Transcribe the entire listing below word for word, omitting the pictures.

[MATERIAL SUPPLIED]:
◇ ◇ ◇

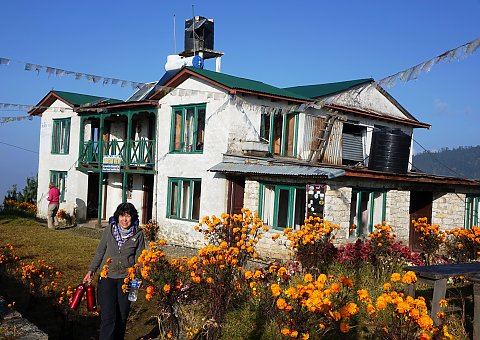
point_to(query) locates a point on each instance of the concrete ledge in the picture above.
(14, 326)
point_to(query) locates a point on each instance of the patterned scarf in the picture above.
(122, 236)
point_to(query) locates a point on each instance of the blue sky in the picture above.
(280, 43)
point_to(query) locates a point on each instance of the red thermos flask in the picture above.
(77, 296)
(91, 299)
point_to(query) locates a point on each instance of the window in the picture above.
(282, 206)
(184, 198)
(61, 136)
(352, 144)
(368, 208)
(188, 129)
(281, 132)
(60, 179)
(471, 211)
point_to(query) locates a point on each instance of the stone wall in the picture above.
(448, 210)
(398, 213)
(337, 208)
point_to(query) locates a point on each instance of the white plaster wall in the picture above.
(76, 182)
(213, 187)
(448, 210)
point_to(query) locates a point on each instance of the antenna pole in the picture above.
(193, 30)
(174, 38)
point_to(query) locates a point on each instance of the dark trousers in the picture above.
(114, 309)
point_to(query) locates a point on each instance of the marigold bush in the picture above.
(313, 244)
(463, 244)
(431, 238)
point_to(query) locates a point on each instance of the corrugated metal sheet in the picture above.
(313, 129)
(333, 152)
(277, 169)
(352, 147)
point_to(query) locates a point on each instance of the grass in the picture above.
(71, 254)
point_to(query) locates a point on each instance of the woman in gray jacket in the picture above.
(121, 244)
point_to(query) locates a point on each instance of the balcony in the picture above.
(134, 153)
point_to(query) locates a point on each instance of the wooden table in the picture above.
(475, 278)
(437, 276)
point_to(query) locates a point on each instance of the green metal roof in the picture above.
(247, 84)
(78, 99)
(320, 90)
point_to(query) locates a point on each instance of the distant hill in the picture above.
(462, 162)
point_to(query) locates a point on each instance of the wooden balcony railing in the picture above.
(132, 152)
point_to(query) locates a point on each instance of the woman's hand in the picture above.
(88, 278)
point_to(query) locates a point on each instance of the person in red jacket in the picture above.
(53, 203)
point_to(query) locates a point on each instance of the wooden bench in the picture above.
(437, 276)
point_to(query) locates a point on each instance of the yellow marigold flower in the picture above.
(424, 336)
(425, 322)
(395, 277)
(276, 290)
(281, 303)
(308, 278)
(344, 328)
(322, 278)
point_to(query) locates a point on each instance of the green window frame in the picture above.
(282, 206)
(471, 211)
(61, 136)
(60, 180)
(183, 198)
(281, 131)
(187, 133)
(367, 208)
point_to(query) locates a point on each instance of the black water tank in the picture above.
(390, 151)
(203, 34)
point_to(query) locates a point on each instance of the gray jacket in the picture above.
(122, 258)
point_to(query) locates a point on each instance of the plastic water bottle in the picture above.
(133, 294)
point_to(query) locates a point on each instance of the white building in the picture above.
(201, 143)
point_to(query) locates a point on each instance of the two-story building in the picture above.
(200, 142)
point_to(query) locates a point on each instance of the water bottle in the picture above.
(132, 296)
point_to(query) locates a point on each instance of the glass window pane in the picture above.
(197, 185)
(283, 203)
(189, 127)
(185, 208)
(300, 208)
(290, 136)
(173, 199)
(265, 128)
(177, 132)
(277, 134)
(200, 129)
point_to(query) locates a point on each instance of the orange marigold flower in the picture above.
(425, 322)
(281, 303)
(344, 328)
(166, 288)
(443, 303)
(395, 277)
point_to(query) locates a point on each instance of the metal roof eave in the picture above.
(277, 169)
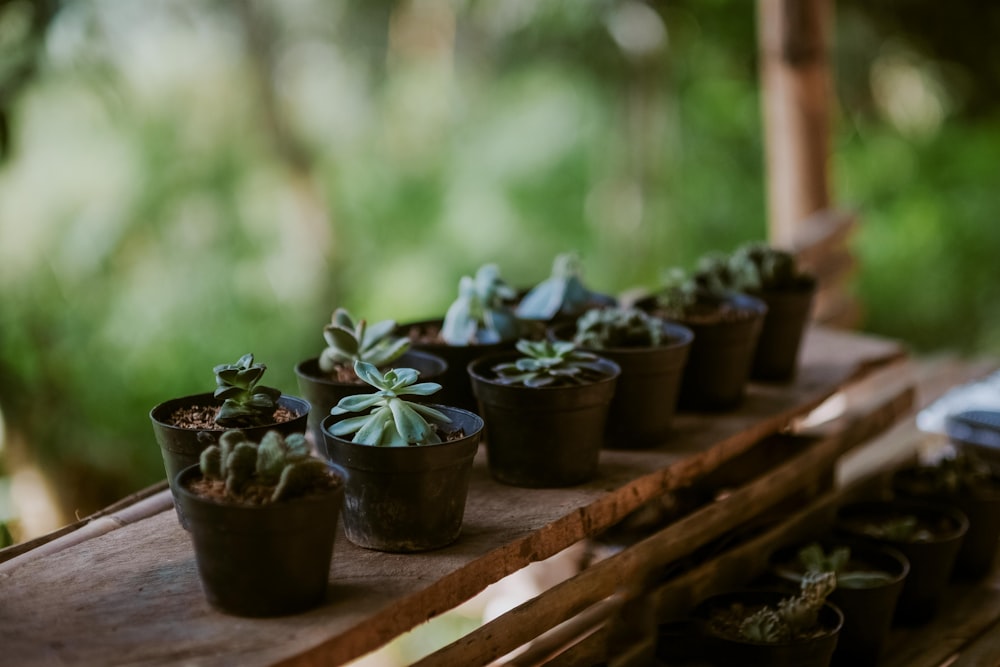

◇ ◇ ◇

[FULL OUTPUT]:
point_to(query) locates a point on each instance of the concrete ledge in the picture above.
(14, 326)
point_to(query) locates a point on each instance of the patterned scarf in the picture above.
(122, 236)
point_to(query) locates a point on each instance of the blue sky in the picture above.
(280, 43)
point_to(query) locates a point on each instance of the red thermos flask in the picture above.
(77, 296)
(91, 299)
point_to(query) locates a point on each instance of the window in the picture above.
(282, 206)
(184, 198)
(61, 136)
(352, 144)
(368, 208)
(188, 129)
(281, 132)
(60, 179)
(471, 211)
point_to(query) locates a point on each instance of the stone wall in the picture above.
(448, 210)
(398, 213)
(337, 208)
point_to(query) locates a point on each instance of the white plaster wall in the picture above.
(76, 182)
(213, 187)
(448, 210)
point_to(query) locates a point on each instance of the antenna pole in the picture above.
(193, 30)
(174, 38)
point_to(query) locates a point on each instance of the dark trousers in the picture above.
(114, 309)
point_to(query) locates a point on each instance of the marigold bush in the picture above.
(313, 244)
(463, 244)
(431, 238)
point_to(query) locates a point on each instance of the corrugated metal sheet in the picture above.
(313, 129)
(333, 152)
(277, 169)
(352, 147)
point_to(query) locates a point on each instance of the grass in the picture above.
(71, 254)
point_to(query) locates a point on each instance of the woman in gray jacket in the picture above.
(121, 244)
point_to(query) locates a point on each instance of the balcony in the picture above.
(134, 153)
point_to(query) locates a point on each instance of the wooden table in the picture above.
(475, 278)
(437, 276)
point_to(query) locates a point on each instance of the green metal roof in the picture above.
(247, 84)
(78, 99)
(320, 90)
point_to(query) locates a point on each instance of the distant hill in the picture above.
(462, 162)
point_to(query) locates a point on each instance of the wooden balcony railing in the picture above.
(132, 152)
point_to(query) locates a point on each instance of the woman's hand in the picture above.
(88, 278)
point_to(query) locates a point on each instance of the person in red jacket in the picture above.
(53, 203)
point_to(query) locates a point on each instance of the wooden bench in the picture above.
(437, 276)
point_to(query) locates a point on each instance of the yellow marigold flower in the picture above.
(424, 336)
(425, 322)
(395, 277)
(276, 290)
(281, 303)
(308, 278)
(344, 328)
(322, 278)
point_to(query) locates a point on each instance of the green window frame in the picture above.
(282, 206)
(471, 211)
(61, 136)
(60, 180)
(183, 198)
(281, 131)
(187, 133)
(367, 208)
point_to(query) locates a point on each instance of the black water tank in the picture above.
(390, 151)
(203, 34)
point_to(query) locates a point on each instance of the gray jacket in the picture above.
(122, 258)
point_to(query) locates a point on each instance of the plastic water bottle in the picture above.
(133, 294)
point_to(query) locates a point on each instance of the white building in the picture above.
(201, 143)
point_to(query) locates a point on each instance of the two-story building in the picture above.
(200, 142)
point_to(query) locates a point on each instance of the water bottle in the picture above.
(132, 296)
point_to(query) locates a point on each instance of the glass window pane in the picture above.
(197, 185)
(283, 203)
(189, 127)
(185, 208)
(300, 208)
(290, 136)
(173, 199)
(265, 128)
(177, 132)
(277, 134)
(200, 129)
point_to(query) locates a point on each instance of the orange marigold flower in the picture above.
(425, 322)
(281, 303)
(344, 328)
(166, 288)
(443, 303)
(395, 277)
point_to(query) locates a point on each instance of the metal roof eave in the picture above.
(277, 169)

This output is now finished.